Exercise prompt:
Would you copy out the whole listing exactly as given?

··········

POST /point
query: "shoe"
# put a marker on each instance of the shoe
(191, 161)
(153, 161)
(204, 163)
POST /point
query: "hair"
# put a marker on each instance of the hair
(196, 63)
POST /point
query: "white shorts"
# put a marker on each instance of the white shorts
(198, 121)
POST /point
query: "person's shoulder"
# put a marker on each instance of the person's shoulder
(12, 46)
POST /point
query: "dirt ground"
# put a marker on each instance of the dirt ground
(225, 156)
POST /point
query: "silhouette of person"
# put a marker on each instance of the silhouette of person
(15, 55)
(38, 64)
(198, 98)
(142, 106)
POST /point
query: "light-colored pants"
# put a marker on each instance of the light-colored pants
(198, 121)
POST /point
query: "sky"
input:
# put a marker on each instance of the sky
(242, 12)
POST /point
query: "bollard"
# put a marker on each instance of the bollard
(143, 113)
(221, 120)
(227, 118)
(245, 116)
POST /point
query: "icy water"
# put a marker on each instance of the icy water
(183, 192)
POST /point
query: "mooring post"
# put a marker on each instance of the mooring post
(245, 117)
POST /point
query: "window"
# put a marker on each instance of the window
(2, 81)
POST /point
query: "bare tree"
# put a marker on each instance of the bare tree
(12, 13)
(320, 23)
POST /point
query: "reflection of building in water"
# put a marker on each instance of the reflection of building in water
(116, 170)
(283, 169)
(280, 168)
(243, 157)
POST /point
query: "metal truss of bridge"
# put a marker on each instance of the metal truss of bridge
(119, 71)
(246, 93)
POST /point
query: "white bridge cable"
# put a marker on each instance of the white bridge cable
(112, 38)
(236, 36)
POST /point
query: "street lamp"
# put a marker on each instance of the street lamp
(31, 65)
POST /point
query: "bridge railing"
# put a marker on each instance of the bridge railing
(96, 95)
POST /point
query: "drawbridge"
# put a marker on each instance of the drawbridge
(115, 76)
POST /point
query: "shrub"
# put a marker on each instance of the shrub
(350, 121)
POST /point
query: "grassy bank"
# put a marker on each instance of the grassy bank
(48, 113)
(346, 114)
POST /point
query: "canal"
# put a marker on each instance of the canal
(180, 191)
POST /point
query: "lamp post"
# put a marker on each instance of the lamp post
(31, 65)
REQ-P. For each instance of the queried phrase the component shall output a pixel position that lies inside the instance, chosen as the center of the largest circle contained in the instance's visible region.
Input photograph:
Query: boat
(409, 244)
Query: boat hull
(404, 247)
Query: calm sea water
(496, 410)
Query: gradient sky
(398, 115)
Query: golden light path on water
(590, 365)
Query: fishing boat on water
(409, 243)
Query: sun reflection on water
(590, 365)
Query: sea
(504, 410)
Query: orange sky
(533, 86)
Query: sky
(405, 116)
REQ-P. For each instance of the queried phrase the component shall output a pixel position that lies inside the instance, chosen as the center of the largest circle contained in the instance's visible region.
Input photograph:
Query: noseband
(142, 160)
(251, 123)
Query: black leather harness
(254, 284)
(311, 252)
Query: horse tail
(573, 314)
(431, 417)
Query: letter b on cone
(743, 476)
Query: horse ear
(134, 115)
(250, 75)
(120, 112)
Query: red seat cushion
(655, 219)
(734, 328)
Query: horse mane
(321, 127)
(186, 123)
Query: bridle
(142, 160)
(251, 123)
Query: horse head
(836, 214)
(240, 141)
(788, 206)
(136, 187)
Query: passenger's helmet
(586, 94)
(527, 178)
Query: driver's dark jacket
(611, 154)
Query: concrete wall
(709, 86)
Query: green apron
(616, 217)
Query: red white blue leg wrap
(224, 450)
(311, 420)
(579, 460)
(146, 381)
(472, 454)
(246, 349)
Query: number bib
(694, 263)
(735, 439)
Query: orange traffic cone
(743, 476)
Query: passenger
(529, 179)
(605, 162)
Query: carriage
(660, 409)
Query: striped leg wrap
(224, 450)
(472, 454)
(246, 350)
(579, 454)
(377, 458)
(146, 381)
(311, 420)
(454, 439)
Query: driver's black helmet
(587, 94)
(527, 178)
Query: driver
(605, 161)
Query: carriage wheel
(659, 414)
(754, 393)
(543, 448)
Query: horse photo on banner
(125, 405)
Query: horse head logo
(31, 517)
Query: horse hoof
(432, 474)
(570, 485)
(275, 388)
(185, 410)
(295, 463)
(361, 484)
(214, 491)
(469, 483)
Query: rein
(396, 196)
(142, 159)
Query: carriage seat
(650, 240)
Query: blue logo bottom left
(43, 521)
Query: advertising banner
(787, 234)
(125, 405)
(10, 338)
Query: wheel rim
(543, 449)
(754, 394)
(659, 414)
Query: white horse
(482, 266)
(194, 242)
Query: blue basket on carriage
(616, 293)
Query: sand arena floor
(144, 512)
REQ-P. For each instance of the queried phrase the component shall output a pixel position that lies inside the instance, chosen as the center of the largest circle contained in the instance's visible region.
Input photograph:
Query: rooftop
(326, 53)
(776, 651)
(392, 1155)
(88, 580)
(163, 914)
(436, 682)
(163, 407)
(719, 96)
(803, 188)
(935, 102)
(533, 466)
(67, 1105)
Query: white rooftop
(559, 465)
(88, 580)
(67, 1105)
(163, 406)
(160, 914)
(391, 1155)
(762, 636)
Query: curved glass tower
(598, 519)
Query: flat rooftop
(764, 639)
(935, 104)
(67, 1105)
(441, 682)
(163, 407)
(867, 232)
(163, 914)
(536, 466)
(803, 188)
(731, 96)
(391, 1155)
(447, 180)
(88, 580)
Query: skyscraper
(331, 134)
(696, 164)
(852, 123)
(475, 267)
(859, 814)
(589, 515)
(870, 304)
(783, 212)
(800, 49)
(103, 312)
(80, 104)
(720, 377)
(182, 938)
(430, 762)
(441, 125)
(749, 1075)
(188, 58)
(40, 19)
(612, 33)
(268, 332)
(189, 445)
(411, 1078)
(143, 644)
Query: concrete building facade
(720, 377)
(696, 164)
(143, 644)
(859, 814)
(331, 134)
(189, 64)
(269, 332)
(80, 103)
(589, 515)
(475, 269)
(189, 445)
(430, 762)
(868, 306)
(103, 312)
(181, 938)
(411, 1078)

··········

Finished exercise:
POST /point
query: "shoe"
# put a marker on each instance of the shoe
(191, 161)
(153, 161)
(204, 163)
POST /point
query: "hair"
# put a marker on each instance of the hair
(196, 63)
POST /point
query: "white shorts"
# put a marker on each instance of the white shorts
(198, 121)
POST /point
query: "person's shoulder"
# put a marker on each instance of the person's shoulder
(12, 46)
POST /point
query: "dirt ground"
# put a marker on each instance of the dirt ground
(225, 156)
POST /point
query: "silhouette of person"
# put a marker on each instance of the silhouette of person
(15, 55)
(38, 64)
(198, 98)
(142, 106)
POST /point
query: "light-colored pants"
# put a marker on each instance of the light-colored pants
(198, 121)
POST /point
query: "sky"
input:
# put a marker on each instance of the sky
(242, 12)
POST /point
query: "bollard"
# put a marker on each instance of the bollard
(143, 113)
(221, 120)
(227, 118)
(245, 116)
POST /point
query: "icy water"
# put a marker on each instance of the icy water
(183, 192)
POST /point
query: "mooring post"
# put a marker on each instance of the mooring post
(245, 117)
POST /point
query: "window"
# put a marker on each instance of the window
(2, 81)
POST /point
query: "bare tree"
# put a marker on each instance of the bare tree
(12, 13)
(320, 23)
POST /point
query: "reflection of building in water"
# put a marker on each instance of the reflection of building in water
(116, 170)
(283, 169)
(280, 168)
(243, 157)
POST /point
query: "metal truss of bridge"
# put a marker on each instance of the metal truss of bridge
(119, 71)
(246, 93)
POST /point
query: "white bridge cable"
# put a marker on each instance of the white bridge cable
(112, 38)
(236, 36)
POST /point
query: "street lamp"
# put a marker on each instance of the street lamp
(31, 65)
POST /point
query: "bridge railing"
# put a marker on each instance of the bridge railing
(96, 95)
POST /point
query: "drawbridge"
# put a marker on each instance of the drawbridge
(115, 76)
POST /point
query: "shrub"
# put a marker on each instance of the shrub
(350, 121)
POST /point
query: "grassy bank"
# put a marker on each instance of the grassy bank
(48, 113)
(346, 114)
POST /point
query: "canal"
# put a marker on each instance of the canal
(180, 191)
POST /point
query: "lamp post"
# put a marker on each instance of the lamp post
(31, 65)
REQ-P. For each instance of the queried phrase the component shall output a pixel position that lies inside the instance, chosen as the center of the largest circle contained in the instance's visible region.
Input photograph:
Query: boat
(409, 244)
Query: boat hull
(404, 247)
Query: calm sea water
(496, 410)
Query: gradient sky
(398, 115)
Query: golden light path on water
(590, 365)
Query: fishing boat on water
(409, 243)
Query: sun reflection on water
(590, 365)
Query: sea
(504, 410)
Query: orange sky
(533, 86)
Query: sky
(405, 116)
REQ-P. For each instance of the queried phrase the component shall output a pixel position that lies inside the instance, chosen as the center of the largest circle contained in the instance's visible region.
Input photograph:
Query: noseband
(142, 160)
(251, 123)
Query: black leather harness
(254, 284)
(311, 252)
Query: horse tail
(573, 314)
(431, 417)
Query: letter b on cone
(743, 476)
Query: horse ear
(134, 115)
(250, 75)
(120, 112)
Query: red seat cushion
(655, 219)
(734, 328)
Query: horse mane
(321, 127)
(186, 123)
Query: bridle
(142, 160)
(251, 123)
Query: horse head
(836, 214)
(240, 141)
(788, 206)
(136, 187)
Query: passenger's helmet
(586, 94)
(527, 178)
Query: driver's dark jacket
(611, 154)
Query: concrete wall
(709, 86)
Query: green apron
(616, 217)
Query: red white blue leg wrap
(224, 450)
(311, 420)
(579, 460)
(146, 381)
(472, 454)
(246, 349)
Query: number bib
(694, 263)
(735, 439)
Query: orange traffic cone
(743, 476)
Query: passenger
(529, 179)
(605, 162)
Query: carriage
(660, 409)
Query: striped leg wrap
(224, 450)
(472, 454)
(246, 350)
(579, 454)
(377, 458)
(146, 381)
(311, 420)
(454, 439)
Query: driver's black helmet
(587, 94)
(527, 178)
Query: driver
(605, 161)
Query: carriage wheel
(659, 414)
(754, 393)
(543, 448)
Query: horse photo on banner
(125, 405)
Query: horse head logo
(31, 517)
Query: horse hoof
(432, 474)
(570, 485)
(275, 388)
(185, 410)
(295, 463)
(361, 484)
(214, 491)
(469, 483)
Query: rein
(396, 196)
(142, 159)
Query: carriage seat
(650, 240)
Query: blue logo bottom left
(43, 521)
Query: advertising banner
(787, 234)
(125, 405)
(10, 338)
Query: wheel rim
(543, 449)
(754, 394)
(659, 414)
Query: white horse
(482, 266)
(194, 242)
Query: blue basket on carriage
(616, 293)
Query: sand arena floor
(144, 512)
REQ-P. For each instance of the queried phrase the component shall output a pixel position that lies inside the instance, chosen as the center of the largest circle contained in the instance's visible region.
Input photograph:
Query: rooftop
(326, 53)
(776, 651)
(392, 1155)
(88, 580)
(163, 914)
(436, 682)
(163, 407)
(719, 96)
(803, 188)
(935, 102)
(533, 466)
(67, 1105)
Query: white rooftop
(559, 465)
(88, 580)
(67, 1105)
(163, 406)
(160, 914)
(391, 1155)
(762, 636)
Query: curved glass tower
(598, 519)
Query: flat rooftop
(764, 639)
(935, 104)
(67, 1105)
(441, 682)
(163, 407)
(867, 232)
(163, 914)
(536, 466)
(803, 188)
(731, 96)
(391, 1155)
(447, 180)
(88, 580)
Query: skyscraper
(331, 134)
(696, 164)
(852, 123)
(475, 267)
(859, 814)
(589, 515)
(870, 304)
(783, 212)
(800, 49)
(103, 312)
(80, 104)
(720, 377)
(182, 938)
(430, 762)
(441, 125)
(749, 1075)
(188, 58)
(40, 19)
(612, 33)
(268, 332)
(189, 445)
(411, 1078)
(143, 644)
Query: concrete building facade
(720, 377)
(696, 164)
(143, 644)
(859, 814)
(331, 134)
(189, 64)
(269, 332)
(80, 103)
(589, 515)
(475, 269)
(189, 445)
(430, 762)
(868, 306)
(103, 312)
(181, 938)
(411, 1078)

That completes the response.